#### [Consigne A]
Indiquez si chacune des affirmations suivantes concorde avec le texte sur le livre de Joachim Gnilka, en répondant par oui ou par non et en citant mot pour mot les termes du texte qui tranchent. (i) L'auteur du livre est né en 1928. (ii) Le livre est composé de dix chapitres. (iii) Joachim Gnilka s'est intéressé au Coran dès le début de sa carrière.
#### [Consigne B]
Traduisez en anglais cette phrase du texte sur le livre de Joachim Gnilka : « C'est tardivement qu'il s'est intéressé au Coran. »

À propos de Gnilka Joachim¸ Qui sont les chrétiens du Coran ?, Paris, Cerf, septembre 2008, traduit de l'allemand Die Nazarener und der Koran (2005).

IL EST IMPOSSIBLE de présenter le livre de Joachim Gnilka sans le situer dans son contexte. L'auteur est un exégète du Nouveau Testament, bien connu outre-Rhin (né en 1928). C'est tardivement qu'il s'est intéressé au Coran. Son livre se présente comme un vaste dossier en huit chapitres, auquel il faut ajouter un addendum où il expose l'approche de Christoph Luxenberg relative au dôme du Rocher (le sanctuaire appelé mosquée d'Omar à Jérusalem, Ndlr) et y suggère que Muhammad n'a jamais existé.

#### [Données fournies]

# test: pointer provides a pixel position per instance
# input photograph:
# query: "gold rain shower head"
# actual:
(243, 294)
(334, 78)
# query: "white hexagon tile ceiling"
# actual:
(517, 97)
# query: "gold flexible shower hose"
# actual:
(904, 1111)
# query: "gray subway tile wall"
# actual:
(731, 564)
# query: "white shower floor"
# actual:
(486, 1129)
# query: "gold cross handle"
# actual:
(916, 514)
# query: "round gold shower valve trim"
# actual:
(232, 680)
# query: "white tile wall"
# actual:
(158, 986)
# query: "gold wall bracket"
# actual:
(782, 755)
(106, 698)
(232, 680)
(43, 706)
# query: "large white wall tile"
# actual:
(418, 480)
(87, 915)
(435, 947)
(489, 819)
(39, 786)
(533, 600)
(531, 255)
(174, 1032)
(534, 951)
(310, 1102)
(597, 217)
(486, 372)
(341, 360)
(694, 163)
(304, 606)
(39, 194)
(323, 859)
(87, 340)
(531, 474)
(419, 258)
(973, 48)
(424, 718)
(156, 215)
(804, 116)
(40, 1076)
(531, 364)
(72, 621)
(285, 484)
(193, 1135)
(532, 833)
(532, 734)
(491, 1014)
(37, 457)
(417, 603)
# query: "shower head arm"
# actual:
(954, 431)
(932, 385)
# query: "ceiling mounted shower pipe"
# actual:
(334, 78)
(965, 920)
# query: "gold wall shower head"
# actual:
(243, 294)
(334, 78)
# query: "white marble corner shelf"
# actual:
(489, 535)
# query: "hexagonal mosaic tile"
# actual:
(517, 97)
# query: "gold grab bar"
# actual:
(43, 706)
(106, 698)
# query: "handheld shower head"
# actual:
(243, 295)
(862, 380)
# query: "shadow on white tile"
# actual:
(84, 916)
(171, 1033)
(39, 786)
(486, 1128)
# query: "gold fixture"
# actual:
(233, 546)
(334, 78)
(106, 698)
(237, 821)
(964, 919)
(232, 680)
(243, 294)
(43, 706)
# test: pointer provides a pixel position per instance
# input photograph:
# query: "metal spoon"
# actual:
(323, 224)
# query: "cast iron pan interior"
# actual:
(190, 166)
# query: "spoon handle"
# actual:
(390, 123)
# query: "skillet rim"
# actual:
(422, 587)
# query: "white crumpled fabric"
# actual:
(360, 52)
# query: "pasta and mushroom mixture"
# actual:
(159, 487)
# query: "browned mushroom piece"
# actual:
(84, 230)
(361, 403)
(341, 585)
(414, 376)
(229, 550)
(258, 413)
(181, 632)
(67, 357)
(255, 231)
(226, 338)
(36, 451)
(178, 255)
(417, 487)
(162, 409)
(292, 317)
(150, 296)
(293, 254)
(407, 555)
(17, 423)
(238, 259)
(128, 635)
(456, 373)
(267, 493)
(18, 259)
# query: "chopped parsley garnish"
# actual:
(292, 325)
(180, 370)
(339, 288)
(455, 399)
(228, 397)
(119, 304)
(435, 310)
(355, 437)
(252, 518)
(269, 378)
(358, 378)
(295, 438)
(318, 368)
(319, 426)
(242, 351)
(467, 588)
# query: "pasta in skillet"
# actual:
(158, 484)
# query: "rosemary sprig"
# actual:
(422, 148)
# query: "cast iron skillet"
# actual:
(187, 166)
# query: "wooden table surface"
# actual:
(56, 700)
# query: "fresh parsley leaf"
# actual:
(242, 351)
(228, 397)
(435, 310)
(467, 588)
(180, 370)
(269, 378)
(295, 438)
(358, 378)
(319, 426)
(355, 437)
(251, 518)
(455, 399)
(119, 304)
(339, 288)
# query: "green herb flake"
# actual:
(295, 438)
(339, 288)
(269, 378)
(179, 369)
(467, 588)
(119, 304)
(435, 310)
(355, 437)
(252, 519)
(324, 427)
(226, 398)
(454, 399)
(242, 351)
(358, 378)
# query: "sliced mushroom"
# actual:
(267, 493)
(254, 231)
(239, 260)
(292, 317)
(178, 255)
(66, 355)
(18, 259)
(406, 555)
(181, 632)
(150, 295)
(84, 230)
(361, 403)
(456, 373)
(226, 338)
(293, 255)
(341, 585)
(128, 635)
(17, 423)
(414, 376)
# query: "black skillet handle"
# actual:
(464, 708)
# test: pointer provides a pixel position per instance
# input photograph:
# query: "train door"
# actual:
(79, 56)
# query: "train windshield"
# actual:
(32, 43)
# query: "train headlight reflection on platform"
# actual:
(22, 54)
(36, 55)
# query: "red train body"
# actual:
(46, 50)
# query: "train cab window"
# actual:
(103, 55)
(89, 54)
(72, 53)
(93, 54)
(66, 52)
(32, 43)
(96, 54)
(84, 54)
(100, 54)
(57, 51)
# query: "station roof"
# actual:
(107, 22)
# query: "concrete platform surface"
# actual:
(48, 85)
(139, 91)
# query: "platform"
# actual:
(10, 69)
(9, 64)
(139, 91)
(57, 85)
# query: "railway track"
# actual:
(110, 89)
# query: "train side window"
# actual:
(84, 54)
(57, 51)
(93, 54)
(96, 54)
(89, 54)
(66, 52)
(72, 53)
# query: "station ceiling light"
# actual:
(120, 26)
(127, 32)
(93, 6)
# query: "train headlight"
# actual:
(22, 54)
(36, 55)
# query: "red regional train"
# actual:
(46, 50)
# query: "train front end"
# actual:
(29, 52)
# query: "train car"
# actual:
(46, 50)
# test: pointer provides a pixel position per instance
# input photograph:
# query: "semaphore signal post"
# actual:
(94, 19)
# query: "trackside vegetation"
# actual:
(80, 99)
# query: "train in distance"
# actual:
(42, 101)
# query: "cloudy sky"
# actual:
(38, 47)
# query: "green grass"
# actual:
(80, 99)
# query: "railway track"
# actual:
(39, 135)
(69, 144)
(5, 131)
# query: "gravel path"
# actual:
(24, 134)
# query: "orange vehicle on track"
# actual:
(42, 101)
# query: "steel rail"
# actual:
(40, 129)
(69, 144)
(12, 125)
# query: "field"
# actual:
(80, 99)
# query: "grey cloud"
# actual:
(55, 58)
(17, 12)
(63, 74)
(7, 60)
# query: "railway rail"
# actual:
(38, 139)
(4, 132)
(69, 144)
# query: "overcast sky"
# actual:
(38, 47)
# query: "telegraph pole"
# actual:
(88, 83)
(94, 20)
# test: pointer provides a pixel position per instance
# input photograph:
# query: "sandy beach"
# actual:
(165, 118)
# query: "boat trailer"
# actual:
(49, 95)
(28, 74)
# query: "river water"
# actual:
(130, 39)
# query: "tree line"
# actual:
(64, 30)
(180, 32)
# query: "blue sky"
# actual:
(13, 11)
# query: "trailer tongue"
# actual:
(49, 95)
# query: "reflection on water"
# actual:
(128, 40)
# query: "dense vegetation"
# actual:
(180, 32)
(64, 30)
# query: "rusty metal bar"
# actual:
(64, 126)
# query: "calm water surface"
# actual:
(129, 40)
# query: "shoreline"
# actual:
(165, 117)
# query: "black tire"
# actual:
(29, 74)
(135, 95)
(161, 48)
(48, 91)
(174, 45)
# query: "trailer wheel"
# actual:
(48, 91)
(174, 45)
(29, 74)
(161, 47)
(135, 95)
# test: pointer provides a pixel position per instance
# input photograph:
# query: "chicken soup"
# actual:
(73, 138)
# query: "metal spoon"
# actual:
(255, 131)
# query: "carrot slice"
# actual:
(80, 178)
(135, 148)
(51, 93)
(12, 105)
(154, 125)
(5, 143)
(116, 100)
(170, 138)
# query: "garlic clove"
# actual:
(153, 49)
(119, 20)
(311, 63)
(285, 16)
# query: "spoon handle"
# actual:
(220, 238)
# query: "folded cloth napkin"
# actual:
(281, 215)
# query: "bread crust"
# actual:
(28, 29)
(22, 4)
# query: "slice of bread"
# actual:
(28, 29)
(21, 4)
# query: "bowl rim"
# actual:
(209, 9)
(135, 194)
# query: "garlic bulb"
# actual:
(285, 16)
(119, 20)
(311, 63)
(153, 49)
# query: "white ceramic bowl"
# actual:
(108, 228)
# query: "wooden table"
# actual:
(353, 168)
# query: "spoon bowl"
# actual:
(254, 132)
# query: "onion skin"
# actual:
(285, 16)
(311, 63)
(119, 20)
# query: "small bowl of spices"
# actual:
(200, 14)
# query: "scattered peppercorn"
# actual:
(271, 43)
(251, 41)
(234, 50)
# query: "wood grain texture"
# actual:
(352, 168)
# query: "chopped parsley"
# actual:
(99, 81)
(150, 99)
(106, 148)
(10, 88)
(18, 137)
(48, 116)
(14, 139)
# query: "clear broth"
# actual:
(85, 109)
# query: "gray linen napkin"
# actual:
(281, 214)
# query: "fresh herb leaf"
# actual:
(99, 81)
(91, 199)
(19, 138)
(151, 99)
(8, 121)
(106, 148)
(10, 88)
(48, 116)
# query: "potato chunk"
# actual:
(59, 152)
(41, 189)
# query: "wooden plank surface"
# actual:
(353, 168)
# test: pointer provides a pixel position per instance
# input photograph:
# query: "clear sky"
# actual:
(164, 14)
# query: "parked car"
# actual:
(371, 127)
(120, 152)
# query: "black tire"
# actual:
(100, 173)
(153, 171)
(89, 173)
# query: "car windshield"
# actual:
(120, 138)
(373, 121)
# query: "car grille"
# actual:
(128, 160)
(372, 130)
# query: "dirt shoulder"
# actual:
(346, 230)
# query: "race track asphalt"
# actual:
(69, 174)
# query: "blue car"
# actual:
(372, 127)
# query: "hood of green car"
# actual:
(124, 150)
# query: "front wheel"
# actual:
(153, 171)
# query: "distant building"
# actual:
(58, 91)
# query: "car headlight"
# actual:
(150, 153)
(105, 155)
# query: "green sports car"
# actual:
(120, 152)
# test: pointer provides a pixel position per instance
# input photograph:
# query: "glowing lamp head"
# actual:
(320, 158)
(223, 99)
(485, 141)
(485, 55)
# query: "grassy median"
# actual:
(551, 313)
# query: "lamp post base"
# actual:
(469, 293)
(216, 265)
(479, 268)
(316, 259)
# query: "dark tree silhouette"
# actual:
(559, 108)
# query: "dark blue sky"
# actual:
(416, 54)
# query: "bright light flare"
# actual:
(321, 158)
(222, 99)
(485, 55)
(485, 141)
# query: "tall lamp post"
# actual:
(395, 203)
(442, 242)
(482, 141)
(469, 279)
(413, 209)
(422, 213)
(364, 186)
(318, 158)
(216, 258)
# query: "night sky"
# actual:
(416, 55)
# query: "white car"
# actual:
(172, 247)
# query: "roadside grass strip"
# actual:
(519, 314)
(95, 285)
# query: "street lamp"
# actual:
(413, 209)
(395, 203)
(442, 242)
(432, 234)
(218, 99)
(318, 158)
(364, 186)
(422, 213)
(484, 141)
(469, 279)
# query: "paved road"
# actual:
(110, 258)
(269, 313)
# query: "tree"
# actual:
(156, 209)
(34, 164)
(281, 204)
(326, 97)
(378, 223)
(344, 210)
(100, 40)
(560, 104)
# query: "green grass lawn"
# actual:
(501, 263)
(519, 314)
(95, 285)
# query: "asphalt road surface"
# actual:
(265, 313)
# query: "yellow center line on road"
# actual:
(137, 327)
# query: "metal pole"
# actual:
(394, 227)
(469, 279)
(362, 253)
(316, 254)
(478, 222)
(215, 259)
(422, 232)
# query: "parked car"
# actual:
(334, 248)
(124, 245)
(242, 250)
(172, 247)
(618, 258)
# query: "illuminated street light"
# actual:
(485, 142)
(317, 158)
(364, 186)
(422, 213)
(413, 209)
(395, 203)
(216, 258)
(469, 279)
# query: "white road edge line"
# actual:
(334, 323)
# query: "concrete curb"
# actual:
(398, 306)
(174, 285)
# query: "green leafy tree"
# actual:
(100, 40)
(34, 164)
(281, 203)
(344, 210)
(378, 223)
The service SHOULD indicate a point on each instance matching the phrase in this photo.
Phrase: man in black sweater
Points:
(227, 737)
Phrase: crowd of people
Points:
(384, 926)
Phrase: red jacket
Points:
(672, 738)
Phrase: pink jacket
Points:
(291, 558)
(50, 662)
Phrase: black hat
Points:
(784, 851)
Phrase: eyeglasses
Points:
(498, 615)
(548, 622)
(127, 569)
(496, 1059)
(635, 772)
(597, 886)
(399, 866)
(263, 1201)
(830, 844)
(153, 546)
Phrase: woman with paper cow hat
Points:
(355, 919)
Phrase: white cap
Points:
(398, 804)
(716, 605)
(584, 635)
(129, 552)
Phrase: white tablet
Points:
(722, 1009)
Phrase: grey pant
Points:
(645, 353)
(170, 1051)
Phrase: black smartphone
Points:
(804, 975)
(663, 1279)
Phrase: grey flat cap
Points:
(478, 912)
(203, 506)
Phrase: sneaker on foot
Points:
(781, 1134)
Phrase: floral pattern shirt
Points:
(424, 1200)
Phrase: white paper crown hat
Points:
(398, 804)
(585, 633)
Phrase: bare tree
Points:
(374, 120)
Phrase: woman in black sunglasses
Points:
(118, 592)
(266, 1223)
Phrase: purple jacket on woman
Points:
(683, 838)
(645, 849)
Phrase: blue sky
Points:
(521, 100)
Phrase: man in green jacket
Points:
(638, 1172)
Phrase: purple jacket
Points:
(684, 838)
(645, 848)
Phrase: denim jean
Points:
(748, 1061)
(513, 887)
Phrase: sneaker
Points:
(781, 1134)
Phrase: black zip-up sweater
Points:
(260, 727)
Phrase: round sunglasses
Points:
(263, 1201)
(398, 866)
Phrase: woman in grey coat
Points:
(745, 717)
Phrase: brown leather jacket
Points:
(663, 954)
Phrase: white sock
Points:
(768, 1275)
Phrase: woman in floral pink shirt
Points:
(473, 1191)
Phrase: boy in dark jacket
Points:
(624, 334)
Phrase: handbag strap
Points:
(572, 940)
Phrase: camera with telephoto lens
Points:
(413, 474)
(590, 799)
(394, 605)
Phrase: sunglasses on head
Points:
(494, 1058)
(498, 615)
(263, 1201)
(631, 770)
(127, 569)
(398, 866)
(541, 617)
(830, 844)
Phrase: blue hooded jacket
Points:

#### [Réponse attendue A]
(i) Oui : « L'auteur est un exégète du Nouveau Testament, bien connu outre-Rhin (né en 1928). »
(ii) Non : « Son livre se présente comme un vaste dossier en huit chapitres ».
(iii) Non : « C'est tardivement qu'il s'est intéressé au Coran. »

#### [Réponse attendue B]
It was only late in life that he became interested in the Quran.